## Problems
- a) In the text on code review research, condense the paragraph beginning "The surveyed papers broadly consider" into a short list that keeps its main facts.
- b) Turn the stretch of the records from the line that contains "Where can the white" through the line that contains "point(578, 402)" into a numbered list, one line per item, with blank lines omitted and nothing outside that stretch included.

Start of Text excerpt

RQ1
RQ1 is What is the state of the art in the research area of code review?. As stated in the introduction section, this question concerns itself with topics that are researched often, the results of that research, and research methods, tools and datasets that are used. Each of these topics will be discussed in the answer to this question.
Research methods
First, let us consider the research methods that are generally being used by the papers we incorporated in the survey. The majority of the papers we considered do quantitative research [18, 19, 21, 53, 75, 131, 171, 181, 183, 198] and some qualitative research has also been done [11, 29, 75, 131, 171, 184]. The quantitative research mainly concerns itself with research on open-source projects, while the qualitative research often also considers closed source projects. This is probably the case because the development history, and hence also the code history, is far easier to access for open-source projects than for closed-source projects. The qualitative research mainly concerns itself with interviews, mostly with developers. This is probably the case because it is more convenient to reach developers of proprietary projects, for example because they are often all in one place.
All research that is considered in this survey was done empirically. In other words, no explicit experimental setups have been created just for the purpose of doing the research, but all research has been done on existing situations.
Research subjects
The surveyed papers broadly consider four research subjects, namely factors that the code review process influences, factors that influence the code review process, general characteristics of the code review process, and the performance of tools assisting the code review process. These subjects will be discussed below.
Factors that the code review process influences: Bacchelli and Bird [11] found that code improvement is the most prevalent result of code reviews, followed by code understanding among the development team and social communication within the development team. They note that finding errors is not a prevalent result of doing code reviews, as opposed to what most people participating in it expect from it. In numbers they find that 14% of code review comments were about finding defects, while as much as 44% of the developers indicates finding defects as the main motivation for doing code reviews.

End of Text excerpt
Start of The input

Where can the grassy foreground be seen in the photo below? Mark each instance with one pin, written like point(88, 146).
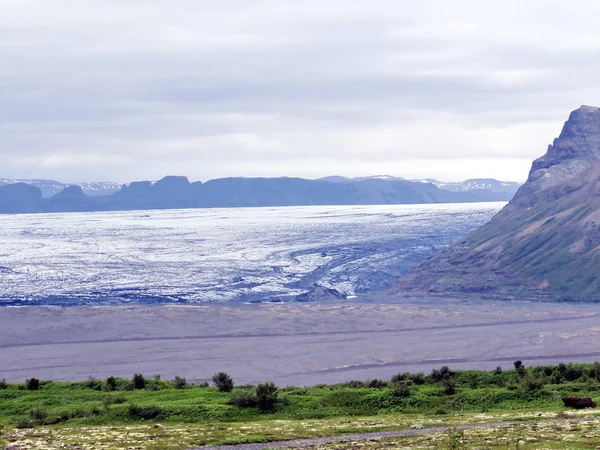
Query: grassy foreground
point(125, 414)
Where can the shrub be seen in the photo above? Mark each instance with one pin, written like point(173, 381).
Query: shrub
point(266, 395)
point(519, 367)
point(144, 413)
point(91, 383)
point(25, 423)
point(139, 382)
point(443, 374)
point(223, 382)
point(473, 379)
point(111, 384)
point(38, 414)
point(179, 382)
point(417, 378)
point(532, 382)
point(32, 384)
point(377, 384)
point(244, 399)
point(449, 388)
point(399, 377)
point(401, 390)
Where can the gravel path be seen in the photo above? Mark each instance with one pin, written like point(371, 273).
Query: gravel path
point(303, 443)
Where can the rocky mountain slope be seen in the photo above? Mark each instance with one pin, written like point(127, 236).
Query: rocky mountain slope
point(545, 243)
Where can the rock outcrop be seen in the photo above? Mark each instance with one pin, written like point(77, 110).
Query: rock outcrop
point(545, 243)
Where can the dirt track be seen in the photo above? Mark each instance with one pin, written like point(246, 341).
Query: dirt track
point(312, 442)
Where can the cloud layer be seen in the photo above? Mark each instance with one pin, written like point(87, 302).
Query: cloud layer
point(123, 90)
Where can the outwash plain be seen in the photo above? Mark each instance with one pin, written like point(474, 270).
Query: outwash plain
point(299, 344)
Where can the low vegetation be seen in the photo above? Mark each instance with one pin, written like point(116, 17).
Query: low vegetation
point(231, 414)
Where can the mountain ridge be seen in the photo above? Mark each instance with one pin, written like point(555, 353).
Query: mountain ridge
point(177, 192)
point(545, 244)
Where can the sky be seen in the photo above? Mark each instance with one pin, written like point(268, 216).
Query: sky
point(127, 90)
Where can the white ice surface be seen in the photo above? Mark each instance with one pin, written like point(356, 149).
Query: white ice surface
point(220, 254)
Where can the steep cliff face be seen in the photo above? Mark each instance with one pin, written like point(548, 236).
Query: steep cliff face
point(545, 243)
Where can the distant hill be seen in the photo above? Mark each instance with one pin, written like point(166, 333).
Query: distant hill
point(478, 184)
point(475, 184)
point(177, 192)
point(545, 243)
point(50, 188)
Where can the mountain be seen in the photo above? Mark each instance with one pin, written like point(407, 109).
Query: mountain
point(478, 184)
point(509, 188)
point(545, 243)
point(50, 188)
point(174, 192)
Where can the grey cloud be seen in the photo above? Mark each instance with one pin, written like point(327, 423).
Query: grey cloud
point(111, 90)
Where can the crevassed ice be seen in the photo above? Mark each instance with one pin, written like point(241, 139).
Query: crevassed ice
point(220, 254)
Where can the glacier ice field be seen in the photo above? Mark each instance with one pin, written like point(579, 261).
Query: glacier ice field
point(214, 255)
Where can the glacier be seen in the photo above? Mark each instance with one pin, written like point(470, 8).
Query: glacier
point(216, 255)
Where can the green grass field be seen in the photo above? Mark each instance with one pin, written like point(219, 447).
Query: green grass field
point(98, 414)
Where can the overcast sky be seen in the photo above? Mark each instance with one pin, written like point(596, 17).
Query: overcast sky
point(134, 89)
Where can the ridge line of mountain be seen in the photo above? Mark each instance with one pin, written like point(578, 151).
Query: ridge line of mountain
point(544, 244)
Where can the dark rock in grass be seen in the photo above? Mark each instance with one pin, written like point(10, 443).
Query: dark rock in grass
point(578, 402)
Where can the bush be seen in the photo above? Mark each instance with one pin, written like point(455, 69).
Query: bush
point(519, 367)
point(179, 382)
point(473, 379)
point(399, 377)
point(139, 382)
point(266, 395)
point(377, 384)
point(91, 383)
point(111, 384)
point(223, 382)
point(38, 414)
point(144, 413)
point(449, 388)
point(417, 378)
point(401, 390)
point(443, 374)
point(25, 423)
point(532, 382)
point(32, 384)
point(244, 399)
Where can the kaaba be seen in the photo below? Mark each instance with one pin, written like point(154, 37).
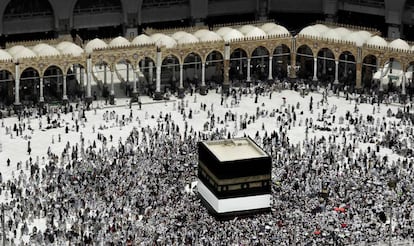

End of The input

## List of solutions
- a)
The surveyed papers cover four research subjects:
- factors that the code review process influences
- factors that influence the code review process
- general characteristics of the code review process
- the performance of tools that assist the code review process

- b)
1. Where can the white ice surface be seen in the photo above? Mark each instance with one pin, written like point(356, 149).
2. Query: white ice surface
3. point(220, 254)
4. Where can the steep cliff face be seen in the photo above? Mark each instance with one pin, written like point(548, 236).
5. Query: steep cliff face
6. point(545, 243)
7. Where can the distant hill be seen in the photo above? Mark each instance with one pin, written like point(166, 333).
8. Query: distant hill
9. point(478, 184)
10. point(475, 184)
11. point(177, 192)
12. point(545, 243)
13. point(50, 188)
14. Where can the mountain be seen in the photo above? Mark each instance with one pin, written like point(407, 109).
15. Query: mountain
16. point(478, 184)
17. point(509, 188)
18. point(545, 243)
19. point(50, 188)
20. point(174, 192)
21. Where can the grey cloud be seen in the photo above? Mark each instance with one pin, written like point(327, 423).
22. Query: grey cloud
23. point(111, 90)
24. Where can the crevassed ice be seen in the photo above? Mark each instance with one pin, written like point(241, 139).
25. Query: crevassed ice
26. point(220, 254)
27. Where can the glacier ice field be seen in the photo above? Mark each instance with one pin, written like point(579, 261).
28. Query: glacier ice field
29. point(214, 255)
30. Where can the glacier be seen in the photo above? Mark each instance with one pin, written like point(470, 8).
31. Query: glacier
32. point(216, 255)
33. Where can the green grass field be seen in the photo above? Mark each instance with one pin, written like point(219, 447).
34. Query: green grass field
35. point(98, 414)
36. Where can the overcast sky be seen in the photo above? Mark each instance with one pin, written like point(596, 17).
37. Query: overcast sky
38. point(134, 89)
39. Where can the ridge line of mountain be seen in the photo above? Mark each instance with one pin, written like point(578, 151).
40. Query: ridge line of mountain
41. point(544, 244)
42. Where can the dark rock in grass be seen in the photo above? Mark each instance with one pin, written like point(10, 443).
43. Query: dark rock in grass
44. point(578, 402)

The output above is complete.